**Arbeitsauftrag 1:** Fassen Sie den Absatz des Urteilsauszugs, der mit „A.a Ab Anfang April 1998“ beginnt, als knappe Stichpunktliste zusammen und behalten Sie dabei seine wesentlichen Fakten bei.
**Arbeitsauftrag 2:** Übertragen Sie den folgenden Satz aus dem Urteilsauszug ins Englische: „Am 1./2. Mai 2000 wurde die Untersuchung gegen X.________ wegen einzelner entscheidungsreifer Vorwürfe vom Hauptverfahren abgetrennt und separat fortgesetzt.“
**Arbeitsauftrag 3:** Schreiben Sie den Urteilsauszug im Anschluss an seinen letzten Satz weiter.

**Lesetext:**
Urteil vom 6. März 2003
Kassationshof

Bundesrichter Schneider, Präsident,
Bundesrichter Wiprächtiger, Karlen,
Gerichtsschreiber Weissenberger.

X. ________,
Beschwerdeführer, vertreten durch Fürsprecher Marcel Grass, Effingerstrasse
16, Postfach 6417, 3001 Bern,

gegen

Generalprokurator des Kantons Bern, Postfach 7475, 3001 Bern.

Zusammentreffen von strafbaren Handlungen (Art. 68 StGB); Strafzumessung
(Art. 63 StGB); qualifizierte Veruntreuung,

Nichtigkeitsbeschwerde gegen das Urteil des Kassationshofs des Kantons Bern
vom 12. August 2002.

Sachverhalt:

A.
A.a Ab Anfang April 1998 ermittelten die Untersuchungsbehörden des Kantons
Bern gegen X.________ und weitere Personen wegen Vermögens- und
Urkundendelikten mit einer Schadenssumme von mehreren Millionen Franken. Am
1./2. Mai 2000 wurde die Untersuchung gegen X.________ wegen einzelner
entscheidungsreifer Vorwürfe vom Hauptverfahren abgetrennt und separat
fortgesetzt. Auf Gesuch X.________s zogen die Untersuchungsbehörden sämtliche
Akten des Hauptverfahrens im separaten Verfahren bei und übernahmen Teile
davon. Mit Beschlüssen des Untersuchungsrichters und der Staatsanwaltschaft
vom 11. August und 3./9./12. Oktober 2000 wurde das abgetrennte Verfahren
gegen X.________ wegen qualifizierter Veruntreuung als Notar und als Vormund
sowie Urkundenfälschung dem Wirtschaftsstrafgericht des Kantons Bern zur
Beurteilung überwiesen. Auf das von X.________ dagegen erhobene kantonale
Rechtsmittel trat das Obergericht des Kantons Bern nicht ein. Das
Bundesgericht ist seinerseits auf die dagegen eingereichte staatsrechtliche
Beschwerde nicht eingetreten.

**Datenauszug:**
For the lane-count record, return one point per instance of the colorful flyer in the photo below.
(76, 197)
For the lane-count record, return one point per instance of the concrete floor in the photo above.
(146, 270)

**Lösung 1:**
- Ab Anfang April 1998 ermittelten die Untersuchungsbehörden des Kantons Bern gegen X.________ und weitere Personen wegen Vermögens- und Urkundendelikten. Die Schadenssumme betrug mehrere Millionen Franken.
- Am 1./2. Mai 2000 wurde die Untersuchung gegen X.________ wegen einzelner entscheidungsreifer Vorwürfe vom Hauptverfahren abgetrennt und separat fortgesetzt.
- Auf sein Gesuch hin wurden sämtliche Akten des Hauptverfahrens beigezogen und Teile davon übernommen.
- Mit Beschlüssen vom 11. August und 3./9./12. Oktober 2000 wurde das Verfahren an das Wirtschaftsstrafgericht des Kantons Bern überwiesen. Gegenstand waren qualifizierte Veruntreuung als Notar und als Vormund sowie Urkundenfälschung.
- Das Obergericht des Kantons Bern trat auf sein kantonales Rechtsmittel nicht ein. Das Bundesgericht trat auf die staatsrechtliche Beschwerde ebenfalls nicht ein.

**Lösung 2:** On May 1/2, 2000, the investigation against X.________ concerning individual charges that were ripe for decision was severed from the main proceedings and continued separately.

**Lösung 3:**
Im Mai und Juni 2001 beantragte X.________ beim Wirtschaftsstrafgericht, das
abgetrennte Verfahren bis zum Abschluss der Voruntersuchung im Hauptverfahren
zu sistieren und anschliessend beide Verfahren zu vereinigen, eventuell die
Akten der Voruntersuchung im abgetrennten Verfahren nicht beizuziehen bzw.
nicht zu verwenden. Mit Verfügungen vom 21. Mai und 14. Juni 2001 wies die
Verfahrensleitung des Wirtschaftsstrafgerichts die Anträge ab. Am ersten Tag
der Hauptverhandlung vor dem Wirtschaftsstrafgericht am 3. September 2001
stellte X.________ die Anträge erneut. Das Wirtschaftsstrafgericht wies den
Sistierungsantrag ab und setzte den Antrag auf Aktenaussonderung bis auf
weiteres aus, worauf X.________ umgehend den Ausstand sämtlicher Mitglieder
des Wirtschaftsstrafgerichts beantragte. Das Obergericht des Kantons Bern
wies das Ablehnungsgesuch noch am gleichen Tag ab. Eine dagegen gerichtete
staatsrechtliche Beschwerde wies das Bundesgericht am 31. Oktober 2001 im
summarischen Verfahren ab, soweit es darauf eintrat (zum Verfahren vgl.
Urteil des Bundesgerichts 1P.561/2001 vom 31. Oktober 2001). Gegen diesen
Entscheid führte X.________ nach eigener Darstellung erfolglos Beschwerde
beim Europäischen Gerichtshof für Menschenrechte in Strassburg (Beschwerde,
S. 14).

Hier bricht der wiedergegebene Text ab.